Request:
Print all the records exactly, please.

Data listing
▶

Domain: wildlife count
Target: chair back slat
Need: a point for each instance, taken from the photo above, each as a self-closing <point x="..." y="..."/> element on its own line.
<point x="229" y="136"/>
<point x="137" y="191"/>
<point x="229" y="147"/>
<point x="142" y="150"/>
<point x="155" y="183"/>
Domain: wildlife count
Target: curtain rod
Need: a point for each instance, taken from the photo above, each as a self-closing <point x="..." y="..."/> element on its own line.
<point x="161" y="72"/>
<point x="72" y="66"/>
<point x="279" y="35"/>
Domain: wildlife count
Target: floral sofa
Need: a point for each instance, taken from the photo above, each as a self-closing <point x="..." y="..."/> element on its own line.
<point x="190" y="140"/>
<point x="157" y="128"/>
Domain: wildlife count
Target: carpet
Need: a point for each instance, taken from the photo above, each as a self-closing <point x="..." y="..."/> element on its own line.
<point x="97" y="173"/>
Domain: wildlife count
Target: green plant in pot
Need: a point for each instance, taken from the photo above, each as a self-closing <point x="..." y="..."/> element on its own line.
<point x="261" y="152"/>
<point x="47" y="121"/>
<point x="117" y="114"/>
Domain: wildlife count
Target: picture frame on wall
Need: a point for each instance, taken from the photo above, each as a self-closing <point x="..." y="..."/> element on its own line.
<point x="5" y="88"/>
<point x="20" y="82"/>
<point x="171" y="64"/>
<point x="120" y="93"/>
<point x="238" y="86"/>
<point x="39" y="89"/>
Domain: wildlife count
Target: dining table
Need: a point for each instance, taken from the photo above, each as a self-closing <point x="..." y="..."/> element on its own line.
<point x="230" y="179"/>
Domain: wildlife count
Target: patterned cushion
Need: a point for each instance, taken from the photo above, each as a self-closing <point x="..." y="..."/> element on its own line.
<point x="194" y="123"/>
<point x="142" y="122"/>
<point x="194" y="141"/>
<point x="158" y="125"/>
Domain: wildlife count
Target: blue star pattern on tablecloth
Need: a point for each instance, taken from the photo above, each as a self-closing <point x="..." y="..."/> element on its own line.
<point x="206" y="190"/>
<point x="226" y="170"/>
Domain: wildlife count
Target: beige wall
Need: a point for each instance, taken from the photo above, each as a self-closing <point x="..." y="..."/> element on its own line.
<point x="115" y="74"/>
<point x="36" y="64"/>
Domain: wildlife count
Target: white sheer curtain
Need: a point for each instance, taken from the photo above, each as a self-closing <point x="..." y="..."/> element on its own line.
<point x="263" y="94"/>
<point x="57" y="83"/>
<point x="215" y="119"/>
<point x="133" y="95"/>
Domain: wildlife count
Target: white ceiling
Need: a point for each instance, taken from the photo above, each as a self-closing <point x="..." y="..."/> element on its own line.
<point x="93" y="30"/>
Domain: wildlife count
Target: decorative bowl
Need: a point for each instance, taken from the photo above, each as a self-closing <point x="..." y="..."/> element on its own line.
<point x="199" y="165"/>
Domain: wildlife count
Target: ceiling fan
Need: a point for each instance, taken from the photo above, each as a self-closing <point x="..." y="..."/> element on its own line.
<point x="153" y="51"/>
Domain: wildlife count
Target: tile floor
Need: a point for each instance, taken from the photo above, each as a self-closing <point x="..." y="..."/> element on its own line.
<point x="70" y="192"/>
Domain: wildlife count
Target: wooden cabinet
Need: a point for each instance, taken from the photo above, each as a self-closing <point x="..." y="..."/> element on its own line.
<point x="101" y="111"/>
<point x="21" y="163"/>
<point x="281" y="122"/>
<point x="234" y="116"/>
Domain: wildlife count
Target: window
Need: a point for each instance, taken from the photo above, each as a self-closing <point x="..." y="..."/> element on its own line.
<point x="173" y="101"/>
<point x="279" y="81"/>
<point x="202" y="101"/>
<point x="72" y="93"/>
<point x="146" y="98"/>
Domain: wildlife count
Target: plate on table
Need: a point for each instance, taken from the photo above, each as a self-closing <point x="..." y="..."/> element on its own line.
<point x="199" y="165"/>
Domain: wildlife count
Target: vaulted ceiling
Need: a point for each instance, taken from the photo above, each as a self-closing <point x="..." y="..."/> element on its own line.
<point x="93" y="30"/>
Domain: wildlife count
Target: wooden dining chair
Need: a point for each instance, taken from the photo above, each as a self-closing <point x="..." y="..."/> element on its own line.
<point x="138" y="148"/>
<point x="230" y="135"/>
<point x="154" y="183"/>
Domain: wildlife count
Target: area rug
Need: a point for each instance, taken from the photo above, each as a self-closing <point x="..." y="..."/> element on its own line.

◀

Answer to the problem:
Domain: wildlife count
Target: chair back slat
Need: a point for each instance, taken from the photo above, each as a self-closing <point x="..." y="..."/> element on its own line.
<point x="229" y="136"/>
<point x="137" y="191"/>
<point x="229" y="147"/>
<point x="142" y="150"/>
<point x="155" y="183"/>
Domain: wildlife count
Target: curtain rod
Need: a point for each instance, taken from the photo above, each as a self-closing <point x="..." y="..."/> element on its own line.
<point x="161" y="72"/>
<point x="72" y="66"/>
<point x="279" y="35"/>
Domain: wildlife count
Target: floral sofa
Need: a point for each instance, taken from the photo above, each as a self-closing <point x="..." y="..."/> element on its own line.
<point x="190" y="140"/>
<point x="157" y="128"/>
Domain: wildlife count
Target: carpet
Need: a point for each instance, taken from the photo above, each as a self-closing <point x="..." y="..."/> element on its own line.
<point x="97" y="173"/>
Domain: wildlife count
Target: green plant in pot
Need: a point for each instance, taken from the photo above, each as a self-closing <point x="..." y="..."/> element on its own line.
<point x="261" y="152"/>
<point x="47" y="121"/>
<point x="117" y="114"/>
Domain: wildlife count
Target: picture frame on wall
Need: a point for each instance, taken from the photo above, each as a self-closing <point x="..." y="..."/> element on its own line.
<point x="5" y="88"/>
<point x="20" y="82"/>
<point x="171" y="64"/>
<point x="120" y="93"/>
<point x="238" y="86"/>
<point x="39" y="89"/>
Domain: wildlife count
Target: dining table
Need: a point for each instance, taken from the photo above, each as a self-closing <point x="..." y="..."/> element on its own line.
<point x="230" y="179"/>
Domain: wildlife count
Target: patterned cushion
Need: a point for each instance, taken from the photo above, each as a self-closing <point x="..." y="..."/> element on its own line.
<point x="194" y="123"/>
<point x="142" y="122"/>
<point x="194" y="141"/>
<point x="158" y="125"/>
Domain: wildlife count
Target: blue star pattern on tablecloth
Need: a point for each instance, taken from the photo above, each as a self-closing <point x="..." y="..."/> element on its own line.
<point x="206" y="190"/>
<point x="226" y="170"/>
Domain: wildlife count
Target: beige wall
Need: a point for each instance, taken from the photo above, each as a self-closing <point x="..." y="..."/> element on its own line.
<point x="115" y="74"/>
<point x="36" y="64"/>
Domain: wildlife count
Target: white sheer curtain
Need: a point for each instance, taken from the photo above, each as a self-closing <point x="..." y="..."/> element on its own line.
<point x="263" y="94"/>
<point x="57" y="83"/>
<point x="215" y="119"/>
<point x="133" y="95"/>
Domain: wildlife count
Target: white ceiling
Need: a point for each instance, taken from the photo above, each as a self-closing <point x="..." y="..."/> element on its own line.
<point x="93" y="30"/>
Domain: wildlife count
Target: decorative bowl
Need: a point for each instance, taken from the photo above, each as a self-closing <point x="..." y="..."/> element on its own line.
<point x="199" y="165"/>
Domain: wildlife count
Target: ceiling fan
Need: a point for each instance, taken from the photo above, each as a self-closing <point x="..." y="..."/> element on its own line.
<point x="153" y="51"/>
Domain: wildlife count
Target: tile floor
Need: a point for each instance, taken from the photo above, each as a self-closing <point x="..." y="..."/> element on its own line.
<point x="70" y="192"/>
Domain: wildlife count
Target: wooden cabinet
Need: a point for each instance, taken from the photo above, each as a self-closing <point x="..." y="..."/> element on its own line.
<point x="101" y="111"/>
<point x="21" y="163"/>
<point x="281" y="122"/>
<point x="234" y="116"/>
Domain: wildlife count
Target: window
Need: a point for each instance, taken from the photo above, each as a self-closing <point x="..." y="..."/> element on its own line.
<point x="173" y="101"/>
<point x="279" y="81"/>
<point x="202" y="101"/>
<point x="72" y="93"/>
<point x="146" y="98"/>
Domain: wildlife count
Target: plate on table
Need: a point for each instance, taken from the photo above, each as a self-closing <point x="..." y="..."/> element on its own line.
<point x="199" y="165"/>
Domain: wildlife count
Target: vaulted ceiling
Need: a point for each instance, taken from the photo above, each as a self-closing <point x="..." y="..."/> element on its own line.
<point x="93" y="30"/>
Domain: wildlife count
Target: wooden dining chair
Need: a point for each instance, taken from the photo above, each as a self-closing <point x="..." y="..."/> element on its own line.
<point x="138" y="148"/>
<point x="230" y="135"/>
<point x="154" y="183"/>
Domain: wildlife count
Target: area rug
Need: a point for each instance, taken from the photo above, each as a self-closing <point x="..." y="..."/> element on its own line.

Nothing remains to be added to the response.